Change "garden bed" to "flower bed" throughout the items below, and reproduce them with everything else left as it is.

## start Exercise materials

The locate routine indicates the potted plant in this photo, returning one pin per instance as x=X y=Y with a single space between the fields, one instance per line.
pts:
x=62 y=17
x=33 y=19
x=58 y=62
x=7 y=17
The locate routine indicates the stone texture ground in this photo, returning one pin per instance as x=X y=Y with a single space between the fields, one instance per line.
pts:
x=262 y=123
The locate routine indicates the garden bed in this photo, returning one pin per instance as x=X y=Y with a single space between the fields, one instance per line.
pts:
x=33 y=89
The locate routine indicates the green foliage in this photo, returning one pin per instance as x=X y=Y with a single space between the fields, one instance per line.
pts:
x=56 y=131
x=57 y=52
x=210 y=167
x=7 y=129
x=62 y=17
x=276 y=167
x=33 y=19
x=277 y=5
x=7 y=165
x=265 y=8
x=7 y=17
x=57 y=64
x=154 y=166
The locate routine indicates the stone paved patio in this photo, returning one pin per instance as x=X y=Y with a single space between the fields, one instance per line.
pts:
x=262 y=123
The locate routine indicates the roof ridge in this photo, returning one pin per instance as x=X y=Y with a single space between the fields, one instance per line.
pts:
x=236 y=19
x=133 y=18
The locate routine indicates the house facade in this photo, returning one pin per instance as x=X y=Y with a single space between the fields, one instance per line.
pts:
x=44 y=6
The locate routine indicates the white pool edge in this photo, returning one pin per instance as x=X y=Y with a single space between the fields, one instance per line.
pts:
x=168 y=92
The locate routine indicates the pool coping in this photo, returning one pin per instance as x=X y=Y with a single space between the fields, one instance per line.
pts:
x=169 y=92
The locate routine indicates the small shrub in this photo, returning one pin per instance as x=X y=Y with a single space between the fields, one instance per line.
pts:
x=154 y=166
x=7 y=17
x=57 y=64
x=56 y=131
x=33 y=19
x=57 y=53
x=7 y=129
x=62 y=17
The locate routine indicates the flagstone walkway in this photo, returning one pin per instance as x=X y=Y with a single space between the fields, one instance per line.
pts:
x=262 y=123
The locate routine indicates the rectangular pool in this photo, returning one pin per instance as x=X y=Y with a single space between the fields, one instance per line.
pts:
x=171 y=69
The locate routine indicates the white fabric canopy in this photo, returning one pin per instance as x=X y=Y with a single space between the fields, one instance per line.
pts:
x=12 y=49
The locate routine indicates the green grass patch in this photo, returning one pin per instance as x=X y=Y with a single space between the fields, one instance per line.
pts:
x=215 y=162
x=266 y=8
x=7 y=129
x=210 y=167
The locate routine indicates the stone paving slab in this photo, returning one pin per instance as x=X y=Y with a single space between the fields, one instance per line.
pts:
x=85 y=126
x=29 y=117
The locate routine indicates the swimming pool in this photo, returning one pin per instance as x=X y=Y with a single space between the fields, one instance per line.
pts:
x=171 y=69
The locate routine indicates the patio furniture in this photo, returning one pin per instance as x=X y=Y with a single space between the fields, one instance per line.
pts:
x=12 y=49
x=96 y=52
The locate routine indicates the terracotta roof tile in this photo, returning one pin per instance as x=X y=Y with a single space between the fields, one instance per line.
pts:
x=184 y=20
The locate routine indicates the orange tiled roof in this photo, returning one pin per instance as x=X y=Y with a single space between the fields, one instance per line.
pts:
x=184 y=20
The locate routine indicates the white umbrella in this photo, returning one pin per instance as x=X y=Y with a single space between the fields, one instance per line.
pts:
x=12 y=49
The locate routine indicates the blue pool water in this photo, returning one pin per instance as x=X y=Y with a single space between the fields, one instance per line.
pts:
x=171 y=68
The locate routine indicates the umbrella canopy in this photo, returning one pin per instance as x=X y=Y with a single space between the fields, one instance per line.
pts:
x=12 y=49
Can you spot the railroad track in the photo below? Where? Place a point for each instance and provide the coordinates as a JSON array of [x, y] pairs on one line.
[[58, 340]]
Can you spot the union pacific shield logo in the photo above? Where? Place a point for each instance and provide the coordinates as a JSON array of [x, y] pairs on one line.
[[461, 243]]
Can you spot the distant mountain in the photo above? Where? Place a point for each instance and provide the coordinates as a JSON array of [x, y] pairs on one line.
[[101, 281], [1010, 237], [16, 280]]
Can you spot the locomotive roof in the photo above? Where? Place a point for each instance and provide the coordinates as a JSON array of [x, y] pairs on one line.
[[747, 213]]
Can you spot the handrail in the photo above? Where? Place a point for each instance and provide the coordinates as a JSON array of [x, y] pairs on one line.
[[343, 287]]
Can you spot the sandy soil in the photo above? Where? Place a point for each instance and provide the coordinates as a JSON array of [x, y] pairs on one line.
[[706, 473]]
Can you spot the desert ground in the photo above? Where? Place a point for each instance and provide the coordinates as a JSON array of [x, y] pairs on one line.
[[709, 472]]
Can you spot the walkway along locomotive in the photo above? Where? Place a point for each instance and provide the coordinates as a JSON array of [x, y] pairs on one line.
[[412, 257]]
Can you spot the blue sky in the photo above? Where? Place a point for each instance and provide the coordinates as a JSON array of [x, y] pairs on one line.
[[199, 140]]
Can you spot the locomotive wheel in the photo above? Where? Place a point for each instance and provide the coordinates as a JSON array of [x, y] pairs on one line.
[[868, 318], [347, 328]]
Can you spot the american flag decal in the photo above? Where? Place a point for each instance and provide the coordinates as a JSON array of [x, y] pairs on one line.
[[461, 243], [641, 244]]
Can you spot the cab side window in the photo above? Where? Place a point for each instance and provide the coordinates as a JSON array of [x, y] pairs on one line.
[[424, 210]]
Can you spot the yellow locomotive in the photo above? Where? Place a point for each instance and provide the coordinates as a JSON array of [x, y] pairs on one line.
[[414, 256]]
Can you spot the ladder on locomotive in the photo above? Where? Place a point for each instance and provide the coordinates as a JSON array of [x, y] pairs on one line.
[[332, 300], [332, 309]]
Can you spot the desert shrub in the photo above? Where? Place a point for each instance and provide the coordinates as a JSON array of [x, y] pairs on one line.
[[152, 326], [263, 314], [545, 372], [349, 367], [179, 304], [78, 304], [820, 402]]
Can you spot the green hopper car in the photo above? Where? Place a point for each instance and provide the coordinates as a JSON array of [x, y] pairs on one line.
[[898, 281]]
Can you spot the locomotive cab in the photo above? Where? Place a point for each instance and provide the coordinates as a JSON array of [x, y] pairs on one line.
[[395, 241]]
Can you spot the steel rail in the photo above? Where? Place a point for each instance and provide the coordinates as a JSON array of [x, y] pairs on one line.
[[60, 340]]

## end Exercise materials

Problem solution
The locate routine indicates the potted plant in this photo, returning one pin per instance as x=X y=Y with a single space between the fields, one instance per line.
pts:
x=62 y=17
x=33 y=19
x=58 y=62
x=7 y=17
The locate routine indicates the stone texture ground in this photo, returning one pin per instance as x=X y=Y with a single space between the fields, one instance per line.
pts:
x=262 y=123
The locate routine indicates the flower bed in this photo, returning one pin per instance as x=X y=Y with a single space between the fields, one instance per line.
pts:
x=33 y=89
The locate routine indicates the green foliage in this photo, returning one pin per instance as x=X y=Y with a single space between the fields, one instance per line.
pts:
x=56 y=131
x=57 y=52
x=210 y=167
x=7 y=129
x=62 y=17
x=276 y=167
x=33 y=19
x=277 y=5
x=7 y=165
x=265 y=8
x=7 y=17
x=57 y=64
x=154 y=166
The locate routine indicates the stone paved patio in this photo, returning one pin per instance as x=X y=Y with a single space between the fields, one instance per line.
pts:
x=262 y=123
The locate routine indicates the roof ridge in this photo, returning one pin per instance as x=X y=Y with a single space between the fields, one instance per line.
pts:
x=236 y=19
x=133 y=18
The locate routine indicates the house facade in this photo, returning one pin per instance as x=X y=Y with a single space between the fields, one instance per line.
pts:
x=44 y=6
The locate routine indicates the white pool edge in this photo, returning one pin per instance as x=X y=Y with a single space between the fields, one instance per line.
pts:
x=168 y=92
The locate routine indicates the pool coping in this photo, returning one pin per instance as x=X y=Y with a single space between the fields, one instance per line.
pts:
x=169 y=92
The locate routine indicates the small shrub in this photo, returning one pin per instance as x=X y=Y with a single space between the fields, one instance per line.
pts:
x=154 y=166
x=7 y=17
x=57 y=64
x=56 y=131
x=33 y=19
x=57 y=53
x=7 y=129
x=62 y=17
The locate routine indicates the flagstone walkway in this photo, returning one pin per instance as x=X y=Y with a single space between the fields, one instance per line.
pts:
x=262 y=123
The locate routine indicates the rectangular pool in this photo, returning one pin per instance as x=X y=Y with a single space between the fields, one instance per line.
pts:
x=171 y=69
The locate routine indicates the white fabric canopy in this photo, returning one pin per instance as x=X y=Y with a single space between the fields, one instance per line.
pts:
x=12 y=49
The locate routine indicates the green grass patch in this photo, returning one pin per instance as x=X y=Y with a single space between the fields, one instance per line.
pts:
x=215 y=162
x=266 y=8
x=7 y=129
x=210 y=167
The locate routine indicates the stone paving slab in this photo, returning one pin per instance as x=X y=Y with a single space between the fields, one instance per line.
pts:
x=85 y=126
x=29 y=117
The locate routine indicates the swimming pool in this photo, returning one pin per instance as x=X y=Y with a single space between the fields, one instance per line.
pts:
x=171 y=69
The locate routine indicates the patio furniture in this photo, returning one pin per instance as x=X y=Y with a single space between the fields, one instance per line.
pts:
x=12 y=49
x=96 y=52
The locate routine indicates the terracotta roof tile in this photo, returning one pin per instance as x=X y=Y with a single space between the fields, one instance per line.
pts:
x=184 y=20
The locate routine indicates the orange tiled roof in this photo, returning one pin per instance as x=X y=Y with a single space between the fields, one instance per line.
pts:
x=184 y=20
The locate routine indicates the white umbrella in this photo, returning one pin per instance as x=X y=Y with a single space between the fields, one instance per line.
pts:
x=12 y=49
The locate routine indicates the blue pool water in this photo, returning one pin per instance as x=X y=Y with a single space between the fields, one instance per line.
pts:
x=171 y=68
The locate routine indicates the umbrella canopy in this photo, returning one pin per instance as x=X y=Y with a single space between the fields, one instance per line.
pts:
x=12 y=49
Can you spot the railroad track in the photo below? Where? Place a point for each instance and provide the coordinates as a JSON array of [x, y] pairs on one line.
[[58, 340]]
Can you spot the union pacific shield logo in the photo above? Where? Place a point for each instance and provide the coordinates as a JSON array of [x, y] pairs on one line.
[[461, 243]]
Can you spot the distant mountain in the photo above? Where? Place a point for each instance and provide the coordinates as a JSON array of [x, y] pairs on one line.
[[101, 281], [1010, 237], [16, 280]]
Can you spot the locomotive roof in the photo above? Where? Place a point for each instance and provide the coordinates as a JSON array of [x, y] pairs on one line.
[[747, 213]]
Can you spot the handrail in the photo above? Where? Place a point for each instance and provide the coordinates as a JSON array of [x, y] pairs on one line.
[[343, 287]]
Can you spot the sandy soil in the photo above? Where? Place a point for each instance and provide the coordinates as a JSON array of [x, y] pairs on one line.
[[706, 473]]
Can you spot the desert ground in the photo above? Where? Place a point for each instance and provide the coordinates as a JSON array of [x, y] pairs on one line.
[[709, 472]]
Can you spot the walkway along locomotive in the photo above? Where? Place a point for each instance and provide the coordinates as a JSON array of [x, y] pairs on one line.
[[412, 257]]
Can you spot the blue sky in the photo above? Where? Place a point for each instance and provide the coordinates as a JSON array of [x, y] pairs on one line.
[[199, 140]]
Can you spot the locomotive wheel in the photo above? Where? Place a point for each instance and provide the coordinates as a JSON array of [x, y] pairs on one line.
[[868, 318], [347, 328]]
Can you spot the american flag decal in the photo above? Where? Place a point for each instance and provide the coordinates as a JSON array of [x, y] pairs on one line.
[[461, 243], [641, 244]]
Can you spot the cab side window in the photo above? Where? Place a point for each instance and provide the coordinates as a JSON array of [x, y] pairs on one line.
[[424, 210]]
Can you spot the yellow locomotive in the photo above? Where? Place a point for each instance and provide the coordinates as a JSON array of [x, y] pairs on one line.
[[414, 256]]
Can you spot the ladder on locomotive in the photo above? Where? Place a point for each instance and provide the coordinates as a JSON array of [x, y] pairs on one line.
[[332, 300], [332, 309]]
Can you spot the desert shrub in the photo above? Where? Place a point for each instance and provide the coordinates as a JSON array of [x, y] pairs on one line.
[[152, 326], [263, 314], [545, 372], [349, 367], [179, 304], [78, 304], [820, 402]]
Can you spot the green hopper car in the photo above? Where? Place a point for each instance and provide the coordinates as a JSON array of [x, y] pairs on one line.
[[898, 281]]
Can you spot the locomotive cab in the photo above? Where? Place a point for each instance and provide the coordinates as a JSON array of [x, y] pairs on one line.
[[395, 241]]
Can you spot the steel rail in the photo above? Where? Place a point for each instance and provide the coordinates as a JSON array of [x, y] pairs on one line.
[[60, 340]]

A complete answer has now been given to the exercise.